Requirement 1:
Answer these questions about the passage on dance in Hindi films.
(a) In which film does the Bhooter Naach, the Ghost Dance, appear?
(b) At which institution did the writer give the talk on dance in Hindi films?
(c) Which dance form did the leading ladies Vyjayanthimala, Waheeda Rahman and Padmini bring with them?

Given passage:
Ratnottama Sengupta is riveted by the phantasmagoric Bhooter Naach, the Ghost Dance, in Satyajit Ray’s legendary film — Goopy Gyne Bagha Byne — that has no precedence nor any sequel in cinema worldwide.

Some years ago, I was preparing for my talk on dance in Hindi Films, given to the Film Appreciation students at the Film and Television Institute of India in Pune. I noticed that every major director in the earlier years, from Uday Shankar (Kalpana, 1948), V Shantaram (Jhanak Jhanak Payal Baje, 1955), and K Asif (Mughal-e-Azam, 1960), to Guru Dutt (Saheb Bibi Aur Ghulam, 1962), K A Abbas (Pardesi, 1957) and Sohrab Modi (Mirza Ghalib, 1954) had started with Indian classical dance in its purest form – Kathak — and the leading ladies Vyjayanthimala, Waheeda Rahman and Padmini came equipped with the dance of the devadasis, Bharatanatyam. Subsequently however, most filmmakers diluted the purity of these dances, perhaps to suit the situation in their films. And in recent years that dilution has gone further to take the form of fusion dance, westernised dancing, and group dancing to add volume to the glamorous visual of female torsos in movement.

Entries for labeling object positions
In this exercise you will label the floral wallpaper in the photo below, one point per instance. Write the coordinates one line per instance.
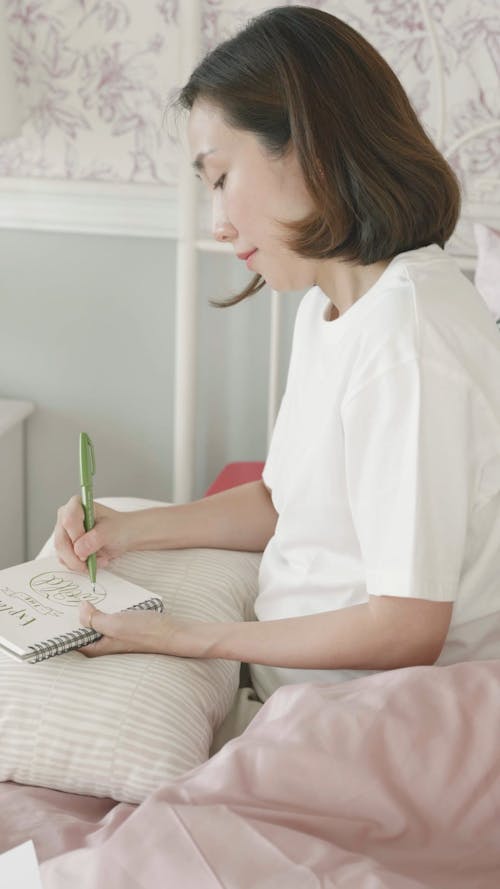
(93, 78)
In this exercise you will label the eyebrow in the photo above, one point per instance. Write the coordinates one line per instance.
(198, 161)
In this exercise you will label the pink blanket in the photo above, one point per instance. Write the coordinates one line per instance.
(389, 781)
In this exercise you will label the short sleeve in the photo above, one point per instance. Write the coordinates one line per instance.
(409, 479)
(270, 474)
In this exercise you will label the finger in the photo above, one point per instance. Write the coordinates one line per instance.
(87, 544)
(65, 551)
(71, 518)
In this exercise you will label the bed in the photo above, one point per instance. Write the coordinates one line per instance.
(391, 780)
(388, 781)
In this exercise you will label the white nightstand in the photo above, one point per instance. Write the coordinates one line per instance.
(12, 481)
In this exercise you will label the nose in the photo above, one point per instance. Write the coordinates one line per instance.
(222, 228)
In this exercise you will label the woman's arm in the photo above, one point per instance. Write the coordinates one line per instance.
(385, 633)
(241, 518)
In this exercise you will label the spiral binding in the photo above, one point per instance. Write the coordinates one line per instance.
(82, 636)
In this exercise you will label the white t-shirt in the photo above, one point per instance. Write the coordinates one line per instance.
(384, 465)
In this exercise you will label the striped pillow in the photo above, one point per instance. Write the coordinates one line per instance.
(118, 726)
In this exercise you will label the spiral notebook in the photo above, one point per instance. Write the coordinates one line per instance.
(40, 603)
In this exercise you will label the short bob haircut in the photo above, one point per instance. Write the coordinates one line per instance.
(298, 76)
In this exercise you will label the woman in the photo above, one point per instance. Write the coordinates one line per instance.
(379, 508)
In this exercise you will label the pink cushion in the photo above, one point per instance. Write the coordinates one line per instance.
(487, 277)
(235, 474)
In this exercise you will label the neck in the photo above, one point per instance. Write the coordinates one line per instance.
(344, 283)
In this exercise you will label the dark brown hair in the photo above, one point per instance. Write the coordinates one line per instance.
(300, 76)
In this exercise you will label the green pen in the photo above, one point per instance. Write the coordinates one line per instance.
(87, 470)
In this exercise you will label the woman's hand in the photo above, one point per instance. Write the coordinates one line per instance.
(140, 631)
(110, 537)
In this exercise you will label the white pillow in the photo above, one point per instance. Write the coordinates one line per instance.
(487, 275)
(118, 726)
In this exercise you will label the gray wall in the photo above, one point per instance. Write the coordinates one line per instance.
(87, 333)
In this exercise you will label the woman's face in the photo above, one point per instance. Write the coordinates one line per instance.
(252, 192)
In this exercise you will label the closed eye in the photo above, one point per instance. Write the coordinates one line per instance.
(220, 182)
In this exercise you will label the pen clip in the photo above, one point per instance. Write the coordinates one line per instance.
(87, 459)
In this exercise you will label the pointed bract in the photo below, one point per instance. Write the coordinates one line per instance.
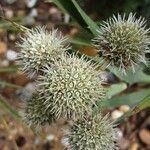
(123, 41)
(38, 47)
(92, 133)
(71, 86)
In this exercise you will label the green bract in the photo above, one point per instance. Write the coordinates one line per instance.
(38, 47)
(122, 42)
(70, 86)
(92, 133)
(35, 114)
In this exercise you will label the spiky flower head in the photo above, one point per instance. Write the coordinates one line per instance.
(93, 133)
(123, 41)
(71, 86)
(38, 47)
(34, 112)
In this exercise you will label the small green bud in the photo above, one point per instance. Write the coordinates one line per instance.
(93, 133)
(71, 86)
(38, 47)
(34, 112)
(122, 42)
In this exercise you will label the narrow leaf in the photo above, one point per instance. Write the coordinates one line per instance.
(74, 10)
(130, 99)
(145, 103)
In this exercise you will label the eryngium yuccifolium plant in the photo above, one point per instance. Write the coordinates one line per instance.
(70, 86)
(34, 112)
(93, 133)
(123, 41)
(38, 47)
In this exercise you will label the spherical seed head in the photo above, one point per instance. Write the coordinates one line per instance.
(71, 86)
(122, 42)
(38, 47)
(35, 114)
(93, 133)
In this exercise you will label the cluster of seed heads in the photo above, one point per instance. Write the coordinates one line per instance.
(37, 47)
(71, 86)
(122, 42)
(93, 133)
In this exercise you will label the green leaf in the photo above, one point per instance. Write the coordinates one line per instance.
(130, 99)
(145, 103)
(132, 77)
(80, 41)
(115, 89)
(74, 10)
(9, 69)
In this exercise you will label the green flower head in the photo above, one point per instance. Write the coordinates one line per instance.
(71, 86)
(34, 112)
(123, 41)
(93, 133)
(38, 47)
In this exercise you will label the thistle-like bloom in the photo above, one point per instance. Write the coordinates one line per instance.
(93, 133)
(39, 47)
(34, 112)
(70, 86)
(122, 42)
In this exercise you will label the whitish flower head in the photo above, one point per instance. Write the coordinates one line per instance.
(71, 86)
(123, 41)
(93, 133)
(38, 47)
(34, 112)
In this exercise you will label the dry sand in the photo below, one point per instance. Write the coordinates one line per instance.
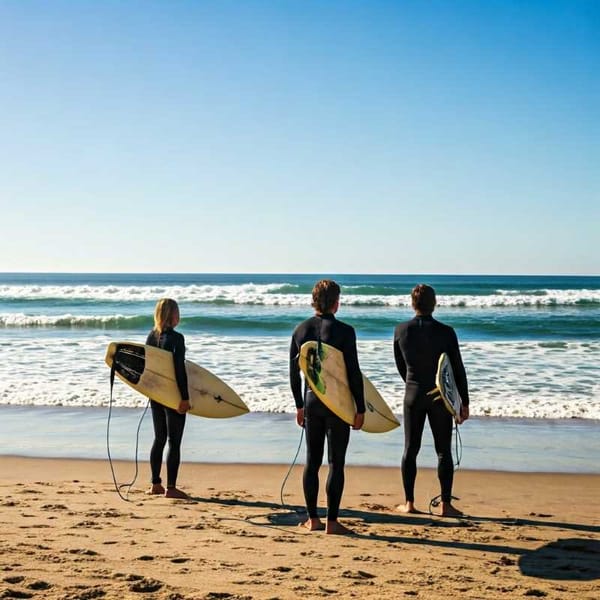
(65, 533)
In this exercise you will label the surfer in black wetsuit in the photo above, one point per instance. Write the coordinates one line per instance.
(418, 344)
(168, 423)
(320, 422)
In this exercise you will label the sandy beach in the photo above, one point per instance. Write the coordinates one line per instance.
(67, 534)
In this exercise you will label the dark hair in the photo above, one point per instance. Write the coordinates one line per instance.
(423, 299)
(325, 294)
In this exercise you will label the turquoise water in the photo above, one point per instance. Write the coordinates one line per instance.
(499, 444)
(531, 345)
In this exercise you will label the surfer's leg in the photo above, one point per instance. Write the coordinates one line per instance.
(175, 426)
(440, 421)
(315, 431)
(338, 436)
(414, 423)
(159, 421)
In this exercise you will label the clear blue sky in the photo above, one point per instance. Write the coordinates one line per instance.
(305, 136)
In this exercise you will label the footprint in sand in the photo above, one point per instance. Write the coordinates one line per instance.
(146, 585)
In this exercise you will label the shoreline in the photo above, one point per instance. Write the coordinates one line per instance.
(488, 443)
(67, 534)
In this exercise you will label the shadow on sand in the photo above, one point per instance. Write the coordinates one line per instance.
(565, 559)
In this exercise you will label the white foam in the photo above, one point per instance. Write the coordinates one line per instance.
(270, 295)
(511, 379)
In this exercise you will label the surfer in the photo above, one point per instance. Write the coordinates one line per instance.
(418, 344)
(320, 422)
(168, 423)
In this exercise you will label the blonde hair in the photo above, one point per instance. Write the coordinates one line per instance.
(164, 314)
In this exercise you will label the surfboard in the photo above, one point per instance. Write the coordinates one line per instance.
(446, 389)
(151, 372)
(325, 373)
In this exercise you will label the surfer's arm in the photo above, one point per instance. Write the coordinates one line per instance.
(458, 368)
(399, 358)
(295, 379)
(355, 382)
(179, 363)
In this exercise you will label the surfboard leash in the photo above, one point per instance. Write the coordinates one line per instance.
(283, 504)
(119, 487)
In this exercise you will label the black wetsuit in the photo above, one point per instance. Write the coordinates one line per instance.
(320, 422)
(168, 423)
(418, 344)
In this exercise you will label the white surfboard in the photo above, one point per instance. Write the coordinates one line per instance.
(325, 373)
(446, 389)
(150, 371)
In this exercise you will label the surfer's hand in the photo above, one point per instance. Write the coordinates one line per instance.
(359, 420)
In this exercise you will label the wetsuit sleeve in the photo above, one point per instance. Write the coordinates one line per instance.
(460, 375)
(399, 358)
(295, 379)
(353, 370)
(179, 361)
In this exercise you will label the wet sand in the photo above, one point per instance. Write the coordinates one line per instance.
(67, 534)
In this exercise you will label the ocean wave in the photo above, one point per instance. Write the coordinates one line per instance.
(506, 379)
(74, 321)
(285, 294)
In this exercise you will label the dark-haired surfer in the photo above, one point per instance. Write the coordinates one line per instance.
(311, 413)
(418, 345)
(168, 423)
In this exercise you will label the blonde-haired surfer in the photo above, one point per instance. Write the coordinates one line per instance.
(168, 423)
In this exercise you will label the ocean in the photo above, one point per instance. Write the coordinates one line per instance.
(530, 344)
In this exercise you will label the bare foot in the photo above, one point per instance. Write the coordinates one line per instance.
(313, 525)
(335, 528)
(449, 511)
(408, 508)
(176, 493)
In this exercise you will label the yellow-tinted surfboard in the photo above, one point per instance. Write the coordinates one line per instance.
(151, 372)
(325, 371)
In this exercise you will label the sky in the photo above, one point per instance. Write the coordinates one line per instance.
(300, 136)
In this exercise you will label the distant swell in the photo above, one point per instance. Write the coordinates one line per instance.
(283, 294)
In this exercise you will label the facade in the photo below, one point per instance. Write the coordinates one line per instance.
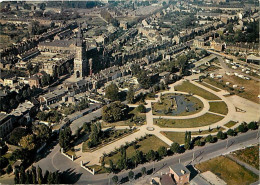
(80, 62)
(34, 81)
(6, 125)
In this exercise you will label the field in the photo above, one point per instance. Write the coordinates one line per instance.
(250, 92)
(190, 88)
(218, 107)
(228, 170)
(230, 124)
(212, 131)
(150, 143)
(208, 86)
(168, 103)
(177, 137)
(138, 119)
(204, 120)
(249, 155)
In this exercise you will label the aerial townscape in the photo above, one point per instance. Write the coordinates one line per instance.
(161, 92)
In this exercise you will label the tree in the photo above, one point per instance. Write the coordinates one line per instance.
(111, 92)
(130, 95)
(141, 108)
(162, 151)
(115, 179)
(150, 156)
(115, 111)
(3, 162)
(198, 142)
(16, 135)
(175, 148)
(221, 135)
(131, 175)
(28, 142)
(252, 125)
(187, 144)
(143, 171)
(209, 139)
(16, 177)
(22, 175)
(42, 132)
(45, 177)
(9, 169)
(111, 165)
(242, 127)
(39, 175)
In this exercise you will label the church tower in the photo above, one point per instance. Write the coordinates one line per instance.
(80, 61)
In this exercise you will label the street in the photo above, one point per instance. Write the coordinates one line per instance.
(56, 161)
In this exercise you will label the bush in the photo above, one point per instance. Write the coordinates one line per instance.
(252, 125)
(141, 108)
(221, 135)
(9, 169)
(209, 139)
(231, 132)
(3, 162)
(242, 128)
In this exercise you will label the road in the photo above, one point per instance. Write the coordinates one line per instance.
(56, 161)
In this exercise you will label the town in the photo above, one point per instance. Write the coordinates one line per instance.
(162, 92)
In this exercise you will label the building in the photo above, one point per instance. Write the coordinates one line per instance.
(181, 173)
(198, 42)
(34, 81)
(80, 62)
(253, 59)
(6, 125)
(217, 46)
(23, 111)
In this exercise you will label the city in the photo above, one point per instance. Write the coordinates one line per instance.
(162, 92)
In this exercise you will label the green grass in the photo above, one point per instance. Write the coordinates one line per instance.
(177, 137)
(228, 170)
(204, 120)
(230, 124)
(249, 155)
(139, 120)
(212, 131)
(209, 86)
(190, 88)
(98, 169)
(166, 104)
(218, 107)
(150, 143)
(113, 136)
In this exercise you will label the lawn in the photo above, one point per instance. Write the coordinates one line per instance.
(204, 120)
(228, 170)
(98, 169)
(138, 119)
(110, 136)
(177, 137)
(230, 124)
(218, 107)
(167, 102)
(190, 88)
(211, 131)
(249, 155)
(250, 92)
(209, 86)
(150, 143)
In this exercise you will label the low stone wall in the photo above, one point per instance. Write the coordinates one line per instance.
(66, 155)
(86, 168)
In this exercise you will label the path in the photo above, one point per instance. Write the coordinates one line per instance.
(242, 163)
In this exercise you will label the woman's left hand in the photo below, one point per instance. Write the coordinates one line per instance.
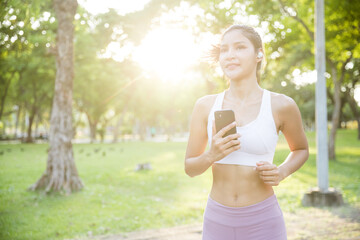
(269, 173)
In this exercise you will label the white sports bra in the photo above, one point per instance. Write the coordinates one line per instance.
(258, 138)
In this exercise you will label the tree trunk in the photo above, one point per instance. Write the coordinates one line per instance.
(29, 138)
(335, 114)
(61, 173)
(118, 124)
(116, 129)
(354, 108)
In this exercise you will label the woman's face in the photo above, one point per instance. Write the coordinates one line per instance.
(237, 55)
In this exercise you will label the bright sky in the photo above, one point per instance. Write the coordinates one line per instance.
(169, 51)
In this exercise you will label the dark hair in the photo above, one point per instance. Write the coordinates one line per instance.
(249, 33)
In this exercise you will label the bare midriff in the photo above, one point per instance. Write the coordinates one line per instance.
(238, 185)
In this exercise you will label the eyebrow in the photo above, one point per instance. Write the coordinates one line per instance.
(222, 45)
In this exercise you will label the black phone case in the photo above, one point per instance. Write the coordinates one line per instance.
(224, 118)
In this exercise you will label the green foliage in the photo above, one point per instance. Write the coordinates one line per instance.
(117, 199)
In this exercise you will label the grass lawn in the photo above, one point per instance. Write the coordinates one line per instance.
(117, 199)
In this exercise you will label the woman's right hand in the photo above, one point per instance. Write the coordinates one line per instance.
(221, 147)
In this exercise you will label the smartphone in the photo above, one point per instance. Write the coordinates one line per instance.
(224, 118)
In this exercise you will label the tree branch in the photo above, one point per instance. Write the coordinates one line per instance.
(283, 7)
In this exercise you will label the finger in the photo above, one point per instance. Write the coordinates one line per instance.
(271, 183)
(213, 128)
(268, 178)
(226, 128)
(231, 149)
(267, 173)
(231, 143)
(231, 137)
(266, 167)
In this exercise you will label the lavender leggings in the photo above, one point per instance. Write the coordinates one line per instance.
(263, 220)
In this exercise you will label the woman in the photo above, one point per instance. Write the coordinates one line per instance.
(242, 203)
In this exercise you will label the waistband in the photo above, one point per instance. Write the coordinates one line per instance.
(250, 209)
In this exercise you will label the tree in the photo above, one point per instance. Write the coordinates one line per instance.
(290, 26)
(61, 173)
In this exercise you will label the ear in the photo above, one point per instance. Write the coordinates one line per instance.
(260, 55)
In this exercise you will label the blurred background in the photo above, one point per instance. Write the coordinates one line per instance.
(141, 65)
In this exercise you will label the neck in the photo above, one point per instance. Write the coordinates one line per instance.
(245, 88)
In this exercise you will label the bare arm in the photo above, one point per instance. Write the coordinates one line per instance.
(196, 160)
(291, 126)
(293, 131)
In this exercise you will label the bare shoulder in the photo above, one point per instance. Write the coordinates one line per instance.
(284, 109)
(204, 104)
(282, 103)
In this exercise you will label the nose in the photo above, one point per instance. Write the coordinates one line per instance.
(230, 54)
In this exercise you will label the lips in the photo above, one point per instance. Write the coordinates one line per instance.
(231, 65)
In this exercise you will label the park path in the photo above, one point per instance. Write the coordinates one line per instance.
(313, 223)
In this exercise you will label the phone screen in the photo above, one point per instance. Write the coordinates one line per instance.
(224, 118)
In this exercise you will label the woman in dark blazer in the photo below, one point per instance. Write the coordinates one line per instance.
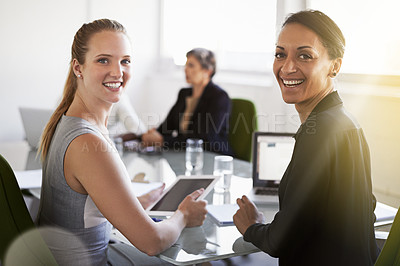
(201, 111)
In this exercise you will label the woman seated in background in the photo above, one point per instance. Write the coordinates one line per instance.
(85, 184)
(326, 206)
(201, 111)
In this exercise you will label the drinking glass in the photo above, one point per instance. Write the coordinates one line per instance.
(223, 167)
(194, 155)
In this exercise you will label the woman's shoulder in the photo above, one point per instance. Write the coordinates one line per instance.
(216, 91)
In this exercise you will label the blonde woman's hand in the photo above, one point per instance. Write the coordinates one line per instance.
(194, 210)
(247, 214)
(150, 197)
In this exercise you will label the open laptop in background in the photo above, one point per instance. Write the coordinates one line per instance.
(271, 156)
(34, 121)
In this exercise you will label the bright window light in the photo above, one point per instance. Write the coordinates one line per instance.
(242, 34)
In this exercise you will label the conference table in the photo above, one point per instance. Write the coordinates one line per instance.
(195, 245)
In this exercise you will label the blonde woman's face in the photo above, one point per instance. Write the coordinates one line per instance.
(107, 68)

Requirement 2:
Return each line of the entries that contains the word "sleeve".

Complete output 1:
(a) Satyajit Ray's Goopy Gyne Bagha Byne
(b) The Film and Television Institute of India in Pune
(c) Bharatanatyam, the dance of the devadasis

Complete output 2:
In this exercise you will label the short sleeve in the photo above, one point per instance. Write the coordinates one line per instance.
In this exercise you will label the wetsuit sleeve in the photo above, one point per instance. Write the coordinates one line per instance.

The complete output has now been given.